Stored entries

%%

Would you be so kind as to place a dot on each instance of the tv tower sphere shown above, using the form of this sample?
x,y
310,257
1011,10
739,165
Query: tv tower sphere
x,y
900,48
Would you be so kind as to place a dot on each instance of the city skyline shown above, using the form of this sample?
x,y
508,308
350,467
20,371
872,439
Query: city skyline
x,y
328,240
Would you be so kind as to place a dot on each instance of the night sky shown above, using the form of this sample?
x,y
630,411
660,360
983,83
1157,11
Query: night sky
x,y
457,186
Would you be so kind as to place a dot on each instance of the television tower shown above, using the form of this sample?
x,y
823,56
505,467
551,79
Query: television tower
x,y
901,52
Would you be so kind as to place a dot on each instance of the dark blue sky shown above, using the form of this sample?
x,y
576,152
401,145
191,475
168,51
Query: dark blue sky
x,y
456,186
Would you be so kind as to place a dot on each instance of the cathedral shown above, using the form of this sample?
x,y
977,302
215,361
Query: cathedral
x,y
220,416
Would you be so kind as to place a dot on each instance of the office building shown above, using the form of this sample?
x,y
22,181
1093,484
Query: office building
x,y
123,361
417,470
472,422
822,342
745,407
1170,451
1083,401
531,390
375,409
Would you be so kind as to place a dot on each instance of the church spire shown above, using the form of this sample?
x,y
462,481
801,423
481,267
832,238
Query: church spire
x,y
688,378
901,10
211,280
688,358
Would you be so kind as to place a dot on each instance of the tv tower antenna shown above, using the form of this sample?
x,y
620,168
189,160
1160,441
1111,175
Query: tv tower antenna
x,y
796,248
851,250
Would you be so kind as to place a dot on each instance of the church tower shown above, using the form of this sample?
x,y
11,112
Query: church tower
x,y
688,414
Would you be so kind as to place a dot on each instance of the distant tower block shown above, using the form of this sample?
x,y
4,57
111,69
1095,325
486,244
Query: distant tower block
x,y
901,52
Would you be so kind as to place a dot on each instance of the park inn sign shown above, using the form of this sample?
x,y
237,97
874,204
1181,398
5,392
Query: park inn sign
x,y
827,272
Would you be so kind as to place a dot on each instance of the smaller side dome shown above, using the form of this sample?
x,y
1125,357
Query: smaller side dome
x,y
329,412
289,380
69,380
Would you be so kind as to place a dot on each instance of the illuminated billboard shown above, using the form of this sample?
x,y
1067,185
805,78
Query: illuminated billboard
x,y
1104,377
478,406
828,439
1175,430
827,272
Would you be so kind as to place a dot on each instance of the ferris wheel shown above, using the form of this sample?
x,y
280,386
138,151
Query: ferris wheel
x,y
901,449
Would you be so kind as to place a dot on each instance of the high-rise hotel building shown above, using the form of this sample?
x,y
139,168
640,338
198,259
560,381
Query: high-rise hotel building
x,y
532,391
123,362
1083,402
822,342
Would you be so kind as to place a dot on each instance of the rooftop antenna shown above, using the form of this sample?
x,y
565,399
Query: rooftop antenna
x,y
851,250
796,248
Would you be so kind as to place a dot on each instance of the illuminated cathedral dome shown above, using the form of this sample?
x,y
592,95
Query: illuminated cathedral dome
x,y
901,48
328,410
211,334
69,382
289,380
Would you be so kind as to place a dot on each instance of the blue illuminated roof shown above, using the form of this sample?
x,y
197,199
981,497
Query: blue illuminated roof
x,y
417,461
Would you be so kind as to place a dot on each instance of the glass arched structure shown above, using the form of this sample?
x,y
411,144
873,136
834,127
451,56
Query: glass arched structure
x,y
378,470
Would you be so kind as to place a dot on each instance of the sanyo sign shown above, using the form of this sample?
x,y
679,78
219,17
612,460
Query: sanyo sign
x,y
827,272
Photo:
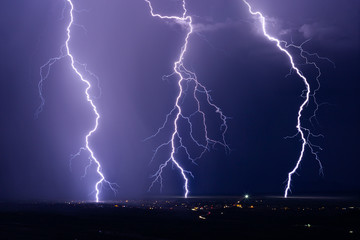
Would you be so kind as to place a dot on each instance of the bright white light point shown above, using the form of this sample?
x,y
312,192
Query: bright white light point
x,y
185,75
73,62
301,130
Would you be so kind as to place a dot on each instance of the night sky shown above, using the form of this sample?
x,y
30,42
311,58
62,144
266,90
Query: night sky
x,y
130,51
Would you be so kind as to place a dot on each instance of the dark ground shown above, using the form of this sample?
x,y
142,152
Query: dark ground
x,y
195,218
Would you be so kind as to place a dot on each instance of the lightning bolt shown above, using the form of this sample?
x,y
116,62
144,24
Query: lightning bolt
x,y
304,133
44,74
185,77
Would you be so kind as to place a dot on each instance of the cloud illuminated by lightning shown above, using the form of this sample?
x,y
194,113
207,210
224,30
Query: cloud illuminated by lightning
x,y
304,133
44,74
185,77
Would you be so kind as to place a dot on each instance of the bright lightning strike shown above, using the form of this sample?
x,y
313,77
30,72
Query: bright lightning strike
x,y
44,74
185,77
305,133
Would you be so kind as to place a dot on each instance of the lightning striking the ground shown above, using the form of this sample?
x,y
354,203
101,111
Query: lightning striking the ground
x,y
185,78
304,133
44,74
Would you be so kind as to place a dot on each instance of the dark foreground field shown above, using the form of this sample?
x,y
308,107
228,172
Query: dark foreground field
x,y
237,218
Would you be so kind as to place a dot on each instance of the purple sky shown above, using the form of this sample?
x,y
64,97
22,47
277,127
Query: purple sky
x,y
130,52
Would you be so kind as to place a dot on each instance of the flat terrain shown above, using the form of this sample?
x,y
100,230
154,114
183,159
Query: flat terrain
x,y
195,218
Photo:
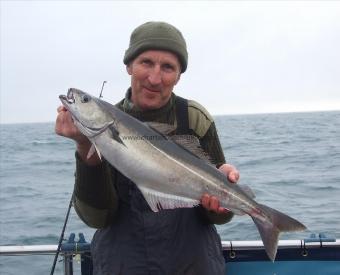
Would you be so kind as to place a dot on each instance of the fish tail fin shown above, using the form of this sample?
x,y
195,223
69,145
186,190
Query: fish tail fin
x,y
271,228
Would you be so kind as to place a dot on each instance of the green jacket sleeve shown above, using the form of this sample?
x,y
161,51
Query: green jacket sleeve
x,y
95,198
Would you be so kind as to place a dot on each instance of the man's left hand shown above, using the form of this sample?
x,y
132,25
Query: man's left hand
x,y
212,203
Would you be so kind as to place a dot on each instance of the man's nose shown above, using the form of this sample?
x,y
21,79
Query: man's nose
x,y
155,76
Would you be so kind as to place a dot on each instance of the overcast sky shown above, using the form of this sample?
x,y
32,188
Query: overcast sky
x,y
244,56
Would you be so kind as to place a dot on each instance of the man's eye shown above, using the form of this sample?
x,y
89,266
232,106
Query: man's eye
x,y
85,98
146,62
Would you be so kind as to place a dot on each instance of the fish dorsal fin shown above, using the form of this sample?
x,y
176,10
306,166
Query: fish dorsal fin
x,y
158,200
162,128
192,144
92,150
247,190
115,134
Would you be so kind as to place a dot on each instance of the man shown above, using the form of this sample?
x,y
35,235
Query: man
x,y
131,238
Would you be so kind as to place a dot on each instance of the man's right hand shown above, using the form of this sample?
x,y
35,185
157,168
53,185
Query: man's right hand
x,y
65,127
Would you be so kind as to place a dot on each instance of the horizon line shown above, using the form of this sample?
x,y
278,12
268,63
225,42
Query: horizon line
x,y
214,115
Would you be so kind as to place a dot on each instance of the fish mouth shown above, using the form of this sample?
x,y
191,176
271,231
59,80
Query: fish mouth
x,y
67,99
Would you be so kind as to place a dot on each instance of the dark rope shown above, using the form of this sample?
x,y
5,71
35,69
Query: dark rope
x,y
61,236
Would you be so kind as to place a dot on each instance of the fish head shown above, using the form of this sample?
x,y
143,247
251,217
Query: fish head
x,y
87,113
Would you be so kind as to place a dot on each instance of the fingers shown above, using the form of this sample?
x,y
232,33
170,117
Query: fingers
x,y
231,172
61,108
211,203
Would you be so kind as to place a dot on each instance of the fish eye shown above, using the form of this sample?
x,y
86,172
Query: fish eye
x,y
85,98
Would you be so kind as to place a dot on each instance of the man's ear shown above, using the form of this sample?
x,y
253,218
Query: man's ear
x,y
129,69
178,78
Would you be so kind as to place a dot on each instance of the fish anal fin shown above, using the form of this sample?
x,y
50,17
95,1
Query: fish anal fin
x,y
159,201
93,149
271,227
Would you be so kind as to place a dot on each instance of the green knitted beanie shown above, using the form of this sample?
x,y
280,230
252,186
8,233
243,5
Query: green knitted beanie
x,y
157,36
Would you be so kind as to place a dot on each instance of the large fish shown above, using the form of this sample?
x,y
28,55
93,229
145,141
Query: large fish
x,y
168,175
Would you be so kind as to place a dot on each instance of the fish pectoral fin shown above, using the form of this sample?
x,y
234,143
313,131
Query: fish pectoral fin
x,y
92,150
192,144
271,225
247,190
158,200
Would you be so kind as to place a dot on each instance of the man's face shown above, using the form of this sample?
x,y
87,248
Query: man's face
x,y
153,77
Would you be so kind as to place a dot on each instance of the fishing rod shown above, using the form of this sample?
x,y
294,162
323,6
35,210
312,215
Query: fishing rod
x,y
61,236
100,95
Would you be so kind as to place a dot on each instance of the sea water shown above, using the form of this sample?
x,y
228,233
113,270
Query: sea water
x,y
291,161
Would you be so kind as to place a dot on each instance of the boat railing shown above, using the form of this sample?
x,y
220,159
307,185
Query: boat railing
x,y
312,254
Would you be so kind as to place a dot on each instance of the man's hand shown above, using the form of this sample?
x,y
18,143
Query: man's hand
x,y
64,126
211,203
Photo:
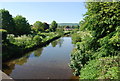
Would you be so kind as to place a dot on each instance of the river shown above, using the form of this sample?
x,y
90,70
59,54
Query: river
x,y
50,62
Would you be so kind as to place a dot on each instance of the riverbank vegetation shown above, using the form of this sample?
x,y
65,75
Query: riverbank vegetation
x,y
97,43
19,37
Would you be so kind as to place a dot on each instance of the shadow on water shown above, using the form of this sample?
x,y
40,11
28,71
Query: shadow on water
x,y
49,62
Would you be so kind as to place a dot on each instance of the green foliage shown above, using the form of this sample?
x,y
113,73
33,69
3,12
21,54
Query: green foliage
x,y
99,37
53,26
37,39
21,25
4,34
45,26
7,21
102,68
38,26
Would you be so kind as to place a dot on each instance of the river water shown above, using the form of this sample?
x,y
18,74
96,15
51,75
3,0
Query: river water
x,y
50,62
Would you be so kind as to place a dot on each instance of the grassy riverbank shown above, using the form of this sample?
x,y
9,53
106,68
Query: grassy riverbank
x,y
16,47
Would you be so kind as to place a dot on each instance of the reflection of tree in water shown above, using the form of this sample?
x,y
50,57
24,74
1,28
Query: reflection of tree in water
x,y
38,52
8,67
57,42
60,42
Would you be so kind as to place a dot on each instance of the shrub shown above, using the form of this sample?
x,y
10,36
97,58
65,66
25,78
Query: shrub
x,y
102,68
4,34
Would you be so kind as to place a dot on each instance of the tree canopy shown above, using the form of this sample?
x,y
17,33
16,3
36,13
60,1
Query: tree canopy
x,y
21,25
7,22
53,26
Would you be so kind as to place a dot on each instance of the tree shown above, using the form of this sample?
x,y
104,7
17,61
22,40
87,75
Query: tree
x,y
7,22
53,26
21,25
45,26
38,26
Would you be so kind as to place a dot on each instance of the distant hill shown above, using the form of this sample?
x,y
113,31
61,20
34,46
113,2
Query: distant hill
x,y
67,24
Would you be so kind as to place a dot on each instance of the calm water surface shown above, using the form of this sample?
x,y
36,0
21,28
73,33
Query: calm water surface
x,y
50,62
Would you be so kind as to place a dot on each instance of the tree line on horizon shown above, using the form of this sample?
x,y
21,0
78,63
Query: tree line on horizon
x,y
19,25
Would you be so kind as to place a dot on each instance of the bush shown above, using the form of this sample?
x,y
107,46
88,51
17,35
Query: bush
x,y
4,34
102,68
37,39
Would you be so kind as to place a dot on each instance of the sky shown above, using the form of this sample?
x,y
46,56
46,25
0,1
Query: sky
x,y
61,12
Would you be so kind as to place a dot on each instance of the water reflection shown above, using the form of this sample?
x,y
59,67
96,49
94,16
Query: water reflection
x,y
38,52
51,61
57,42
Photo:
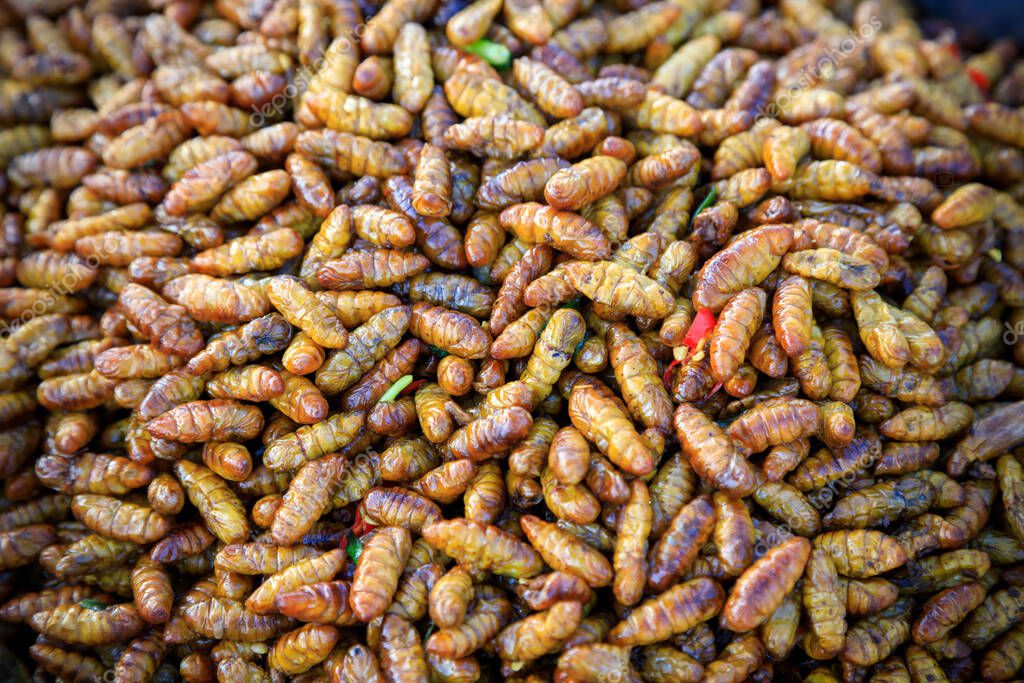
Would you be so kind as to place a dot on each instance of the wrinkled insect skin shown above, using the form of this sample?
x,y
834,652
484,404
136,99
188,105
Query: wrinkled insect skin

%%

» YOUR TASK
Quote only the lines that start at the line holding "the tree line" and end at the last line of the entries, including both of those lines, and omit every picture.

» TASK OUTPUT
Would you be so kind as to place a dot on each instance of the tree line on horizon shown above, using the form of this sample?
x,y
21,0
78,63
Query: tree line on horizon
x,y
19,25
Would you be so kind as to place a dot on each instance of the bush shown above, using the form of this sample?
x,y
107,46
88,51
17,35
Query: bush
x,y
4,34
102,68
37,39
Would you be so kind as to place a dot on each instance of the sky shown above, using the form of this sample?
x,y
46,56
46,25
0,1
Query: sky
x,y
61,12
Would you be so kind as to place a dot on each instance of the water reflection shown above, using the form of this sample?
x,y
59,67
96,49
94,16
Query: water reflection
x,y
38,52
51,61
57,42
Photo:
Would you be so kind as to place a dot on each instance of the wrinkled insect skin shown above, using the form of this sample?
x,y
834,652
484,404
136,99
188,105
Query: wrinkled insect skin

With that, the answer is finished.